## DATA FOR THIS TASK
━━━━━━━━━━━━━━━━━━━━━━━━━━━━━━
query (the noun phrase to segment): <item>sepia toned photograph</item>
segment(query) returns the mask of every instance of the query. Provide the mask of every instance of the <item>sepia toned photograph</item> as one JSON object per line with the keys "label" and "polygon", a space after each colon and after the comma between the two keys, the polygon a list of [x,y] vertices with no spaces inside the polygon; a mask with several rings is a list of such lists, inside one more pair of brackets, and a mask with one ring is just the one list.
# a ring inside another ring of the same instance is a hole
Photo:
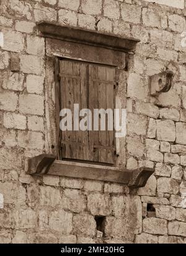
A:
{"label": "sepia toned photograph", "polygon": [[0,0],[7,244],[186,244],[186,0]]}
━━━━━━━━━━━━━━━━━━━━━━━━━━━━━━
## OBJECTIVE
Recast every line of the material above as a numbered list, with no blank lines and no pictures.

## ANSWER BELOW
1. query (the noun phrase to segment): <item>sepia toned photograph</item>
2. segment(query) returns the mask of every instance of the query. Provide the mask of every instance of the <item>sepia toned photograph</item> as one JSON object per line with the keys "label" and "polygon", a space after each colon and after the comma between the two keys, the polygon a list of [x,y] vertices with no spaces inside the polygon; a mask with several rings is a list of such lists, inside one more pair of brackets, and a mask with one ring is just the one list.
3. # a ring inside another ring of the same instance is a hole
4. Photo:
5. A:
6. {"label": "sepia toned photograph", "polygon": [[0,0],[7,244],[186,244],[186,0]]}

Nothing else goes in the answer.